Copy the lines from the line containing "of the mesh" up to and including the line containing "M 223 109 L", replacing "mesh fence" with "wire fence" and changing nothing else. Leave the pictures out.
--------------------------------
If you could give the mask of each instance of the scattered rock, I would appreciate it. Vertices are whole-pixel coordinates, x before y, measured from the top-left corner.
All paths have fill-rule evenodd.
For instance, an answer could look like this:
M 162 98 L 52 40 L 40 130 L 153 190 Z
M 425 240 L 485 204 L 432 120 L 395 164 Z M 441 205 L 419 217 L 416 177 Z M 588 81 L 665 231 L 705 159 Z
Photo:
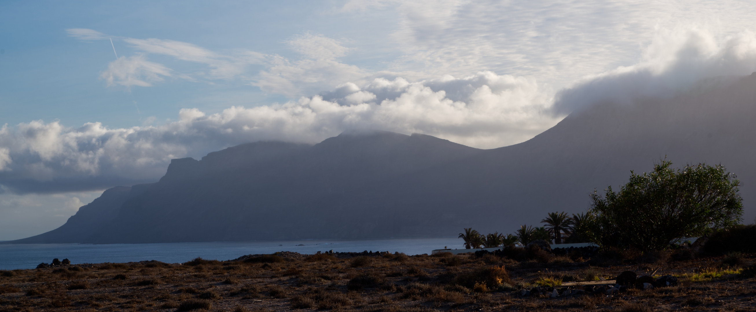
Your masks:
M 653 277 L 648 275 L 642 275 L 635 280 L 635 288 L 638 289 L 645 289 L 645 288 L 643 288 L 643 284 L 652 284 L 653 283 Z
M 525 246 L 525 249 L 529 249 L 530 246 L 537 246 L 538 247 L 541 247 L 541 249 L 544 249 L 544 251 L 545 252 L 551 252 L 551 245 L 550 245 L 548 242 L 544 239 L 538 239 L 530 242 Z
M 633 271 L 624 271 L 617 276 L 617 283 L 622 286 L 635 285 L 635 280 L 637 275 Z
M 677 286 L 677 278 L 671 275 L 665 275 L 656 278 L 656 280 L 654 281 L 654 286 L 656 287 L 676 286 Z

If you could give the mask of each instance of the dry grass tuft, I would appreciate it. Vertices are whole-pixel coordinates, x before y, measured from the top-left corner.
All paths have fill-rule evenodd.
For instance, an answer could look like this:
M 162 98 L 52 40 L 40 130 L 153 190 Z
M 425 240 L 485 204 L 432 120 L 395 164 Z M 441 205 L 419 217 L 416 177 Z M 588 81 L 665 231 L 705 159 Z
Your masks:
M 191 311 L 193 310 L 210 310 L 212 304 L 207 300 L 188 300 L 178 304 L 176 311 Z

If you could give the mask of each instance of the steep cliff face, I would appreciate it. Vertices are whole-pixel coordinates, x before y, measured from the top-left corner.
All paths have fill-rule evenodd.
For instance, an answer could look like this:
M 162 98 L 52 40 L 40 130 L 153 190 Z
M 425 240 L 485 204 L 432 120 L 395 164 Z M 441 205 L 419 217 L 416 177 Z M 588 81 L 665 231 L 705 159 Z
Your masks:
M 39 235 L 6 243 L 51 244 L 82 242 L 118 215 L 126 199 L 139 195 L 151 184 L 133 187 L 115 187 L 103 192 L 100 197 L 79 209 L 65 224 Z
M 109 190 L 64 227 L 25 239 L 42 242 L 53 232 L 95 243 L 448 236 L 469 227 L 511 233 L 549 212 L 583 212 L 594 189 L 624 183 L 631 170 L 648 171 L 665 156 L 736 173 L 751 220 L 754 119 L 756 77 L 724 77 L 667 98 L 595 105 L 494 150 L 385 131 L 314 146 L 242 144 L 174 159 L 138 194 Z M 109 198 L 112 205 L 100 204 Z M 110 208 L 94 213 L 101 206 Z

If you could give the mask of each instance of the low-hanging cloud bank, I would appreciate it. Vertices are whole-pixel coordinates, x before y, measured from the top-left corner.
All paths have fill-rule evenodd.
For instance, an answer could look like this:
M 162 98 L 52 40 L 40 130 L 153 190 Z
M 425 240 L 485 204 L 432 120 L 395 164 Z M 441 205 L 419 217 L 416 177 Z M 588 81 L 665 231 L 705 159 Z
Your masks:
M 639 63 L 586 77 L 558 92 L 556 100 L 534 79 L 481 72 L 416 82 L 378 78 L 284 104 L 232 107 L 211 115 L 183 109 L 178 120 L 156 126 L 67 128 L 34 121 L 0 129 L 0 184 L 20 193 L 102 189 L 156 180 L 174 158 L 260 140 L 317 143 L 355 128 L 498 147 L 529 139 L 595 103 L 669 96 L 708 77 L 754 69 L 754 33 L 717 39 L 677 29 L 661 34 Z

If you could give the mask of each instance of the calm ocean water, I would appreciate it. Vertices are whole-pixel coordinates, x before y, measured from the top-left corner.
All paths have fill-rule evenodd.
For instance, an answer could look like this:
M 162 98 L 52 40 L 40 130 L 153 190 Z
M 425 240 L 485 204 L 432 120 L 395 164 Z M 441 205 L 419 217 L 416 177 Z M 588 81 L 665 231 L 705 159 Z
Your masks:
M 308 239 L 281 242 L 166 242 L 155 244 L 0 244 L 0 270 L 33 269 L 57 258 L 72 264 L 130 262 L 157 260 L 185 262 L 197 257 L 231 260 L 243 255 L 296 252 L 394 252 L 407 255 L 429 254 L 431 250 L 463 248 L 457 237 L 432 239 L 384 239 L 366 240 Z M 299 246 L 302 245 L 302 246 Z

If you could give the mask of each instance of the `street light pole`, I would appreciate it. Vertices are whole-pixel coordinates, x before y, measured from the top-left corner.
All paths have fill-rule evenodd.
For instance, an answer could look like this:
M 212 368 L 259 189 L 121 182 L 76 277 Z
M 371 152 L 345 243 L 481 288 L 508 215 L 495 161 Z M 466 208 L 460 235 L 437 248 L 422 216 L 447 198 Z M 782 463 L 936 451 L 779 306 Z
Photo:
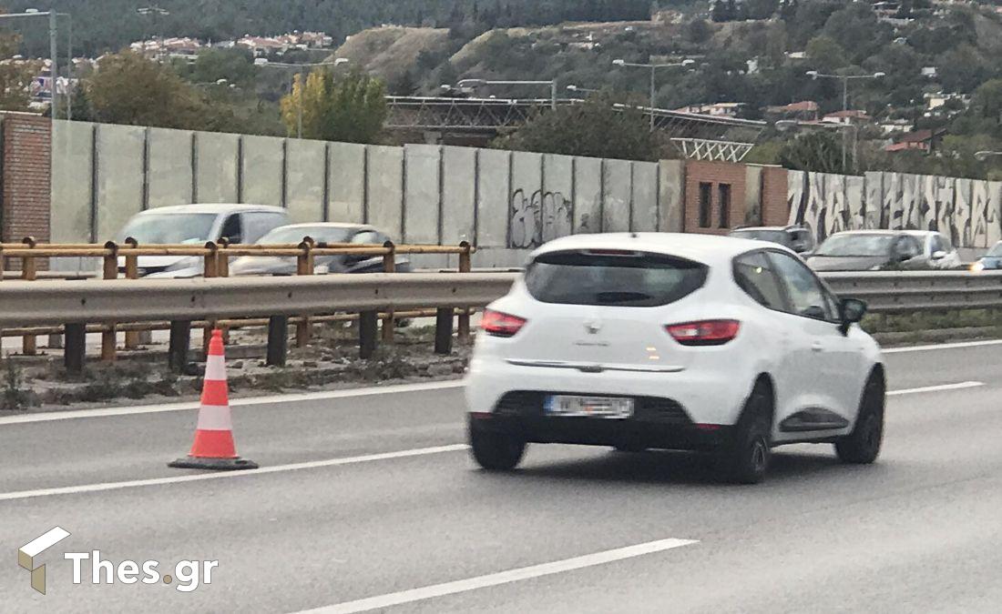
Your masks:
M 50 81 L 52 83 L 52 98 L 50 101 L 52 119 L 59 117 L 59 55 L 56 49 L 56 14 L 55 11 L 49 11 L 49 62 L 51 62 L 51 69 L 49 70 Z
M 818 124 L 815 124 L 815 125 L 817 126 Z M 774 124 L 774 126 L 776 126 L 776 129 L 779 130 L 780 132 L 800 132 L 803 124 L 801 124 L 800 122 L 798 122 L 796 120 L 792 120 L 792 119 L 781 119 L 780 121 L 776 122 Z M 842 141 L 842 145 L 843 145 L 843 147 L 842 147 L 842 170 L 843 171 L 846 170 L 846 141 L 845 141 L 845 134 L 846 133 L 845 133 L 845 131 L 846 130 L 852 130 L 853 131 L 853 170 L 859 170 L 859 167 L 858 167 L 858 165 L 859 165 L 859 150 L 858 150 L 858 146 L 859 146 L 859 141 L 860 141 L 860 138 L 859 138 L 860 128 L 859 128 L 859 126 L 857 126 L 855 124 L 828 124 L 828 125 L 822 124 L 821 127 L 823 127 L 823 128 L 831 128 L 832 130 L 841 130 L 841 131 L 843 131 L 843 133 L 842 133 L 843 134 L 843 141 Z
M 657 69 L 658 68 L 675 68 L 679 66 L 689 66 L 695 63 L 695 60 L 686 59 L 681 62 L 672 62 L 670 64 L 636 64 L 632 62 L 627 62 L 625 60 L 613 60 L 612 63 L 619 67 L 630 67 L 630 68 L 648 68 L 650 69 L 650 131 L 654 131 L 654 109 L 657 106 Z

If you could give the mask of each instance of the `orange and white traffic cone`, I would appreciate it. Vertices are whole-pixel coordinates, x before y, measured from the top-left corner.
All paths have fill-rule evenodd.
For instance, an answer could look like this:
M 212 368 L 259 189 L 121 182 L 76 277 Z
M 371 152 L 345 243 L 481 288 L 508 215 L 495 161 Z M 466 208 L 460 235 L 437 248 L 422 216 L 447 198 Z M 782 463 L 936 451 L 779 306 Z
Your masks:
M 178 469 L 257 469 L 254 461 L 236 456 L 233 424 L 229 417 L 229 390 L 222 354 L 222 331 L 212 331 L 205 359 L 205 381 L 198 409 L 198 426 L 191 451 L 184 458 L 167 463 Z

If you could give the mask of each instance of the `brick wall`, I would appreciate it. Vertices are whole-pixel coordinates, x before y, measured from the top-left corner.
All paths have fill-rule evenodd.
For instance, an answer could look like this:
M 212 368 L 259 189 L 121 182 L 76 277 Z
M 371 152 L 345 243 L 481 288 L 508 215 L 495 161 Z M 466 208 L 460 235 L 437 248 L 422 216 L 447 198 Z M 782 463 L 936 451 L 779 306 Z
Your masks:
M 787 169 L 767 166 L 762 169 L 762 223 L 786 226 L 790 218 L 787 201 Z
M 700 184 L 709 184 L 709 226 L 699 224 Z M 744 223 L 746 171 L 743 164 L 689 161 L 685 164 L 684 232 L 727 234 Z M 721 228 L 720 186 L 730 186 L 727 223 Z
M 0 134 L 0 240 L 31 236 L 48 243 L 52 124 L 37 115 L 4 113 Z

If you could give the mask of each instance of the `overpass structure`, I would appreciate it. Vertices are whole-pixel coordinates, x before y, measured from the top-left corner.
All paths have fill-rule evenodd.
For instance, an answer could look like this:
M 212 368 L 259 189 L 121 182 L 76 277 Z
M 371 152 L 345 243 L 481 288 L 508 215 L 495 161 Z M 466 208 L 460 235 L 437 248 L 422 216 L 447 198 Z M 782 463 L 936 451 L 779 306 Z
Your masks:
M 553 101 L 546 99 L 445 98 L 389 96 L 387 127 L 441 133 L 495 136 L 518 128 L 533 113 L 545 113 Z M 581 104 L 579 99 L 558 99 L 557 105 Z M 626 108 L 625 105 L 615 105 Z M 654 114 L 654 125 L 666 132 L 686 158 L 739 162 L 752 149 L 767 124 L 667 109 L 636 107 Z

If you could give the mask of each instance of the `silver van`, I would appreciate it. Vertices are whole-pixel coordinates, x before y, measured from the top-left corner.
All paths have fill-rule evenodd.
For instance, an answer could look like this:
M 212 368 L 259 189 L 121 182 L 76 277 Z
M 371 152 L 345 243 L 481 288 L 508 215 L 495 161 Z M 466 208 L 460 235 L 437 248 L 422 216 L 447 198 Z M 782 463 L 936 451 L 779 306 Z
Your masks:
M 230 244 L 255 243 L 289 223 L 289 213 L 266 205 L 204 204 L 157 207 L 137 213 L 115 240 L 133 238 L 139 245 L 203 245 L 225 237 Z M 197 277 L 202 260 L 195 256 L 140 256 L 139 277 Z M 118 262 L 124 271 L 125 261 Z

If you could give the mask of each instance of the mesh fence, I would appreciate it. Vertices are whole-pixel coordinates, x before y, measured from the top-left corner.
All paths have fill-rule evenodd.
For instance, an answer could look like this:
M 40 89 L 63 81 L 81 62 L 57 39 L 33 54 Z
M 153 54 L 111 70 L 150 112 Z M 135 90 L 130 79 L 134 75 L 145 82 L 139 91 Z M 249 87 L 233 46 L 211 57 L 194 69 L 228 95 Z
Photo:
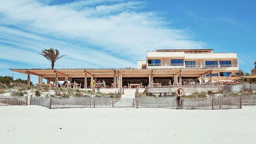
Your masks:
M 151 87 L 146 88 L 147 92 L 150 95 L 158 95 L 160 93 L 162 95 L 168 95 L 171 93 L 175 92 L 180 86 L 173 86 L 160 87 Z M 208 90 L 217 91 L 219 90 L 219 86 L 218 83 L 195 84 L 183 85 L 182 87 L 186 93 L 193 93 L 197 92 L 206 92 Z
M 0 96 L 0 106 L 27 105 L 27 97 Z
M 223 109 L 240 108 L 240 97 L 186 98 L 176 97 L 138 98 L 138 107 L 182 108 L 187 109 Z

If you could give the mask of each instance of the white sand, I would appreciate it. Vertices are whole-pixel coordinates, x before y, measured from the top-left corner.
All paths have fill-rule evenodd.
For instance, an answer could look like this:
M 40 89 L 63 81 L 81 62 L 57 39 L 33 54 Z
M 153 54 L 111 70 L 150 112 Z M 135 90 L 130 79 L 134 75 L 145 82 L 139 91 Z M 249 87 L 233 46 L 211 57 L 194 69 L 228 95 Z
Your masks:
M 2 106 L 0 143 L 256 143 L 255 112 Z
--------------------------------
■ Reply to the task
If you could give the mask of each instance of the wire fence, I would appreciate it. Vertices are whole-pixel coordinates, x before y, measured from the top-left corner.
All paths have fill-rule evenodd.
For instance, an answer could look like this:
M 40 89 L 63 81 L 81 62 L 57 39 L 33 54 Z
M 153 54 L 111 70 L 150 112 Z M 135 90 L 130 79 L 134 75 L 145 82 L 139 91 Z M 249 87 L 233 46 L 211 57 L 194 69 L 228 95 Z
Photo:
Your masks:
M 151 87 L 146 88 L 147 92 L 150 95 L 158 95 L 160 93 L 162 95 L 168 95 L 171 93 L 175 92 L 180 86 L 173 86 L 160 87 Z M 208 90 L 217 91 L 219 90 L 219 86 L 218 83 L 195 84 L 183 85 L 182 87 L 186 93 L 193 93 L 197 92 L 206 92 Z
M 0 96 L 0 106 L 27 105 L 27 97 Z
M 223 109 L 240 108 L 240 97 L 186 98 L 176 97 L 138 98 L 138 107 L 182 108 L 187 109 Z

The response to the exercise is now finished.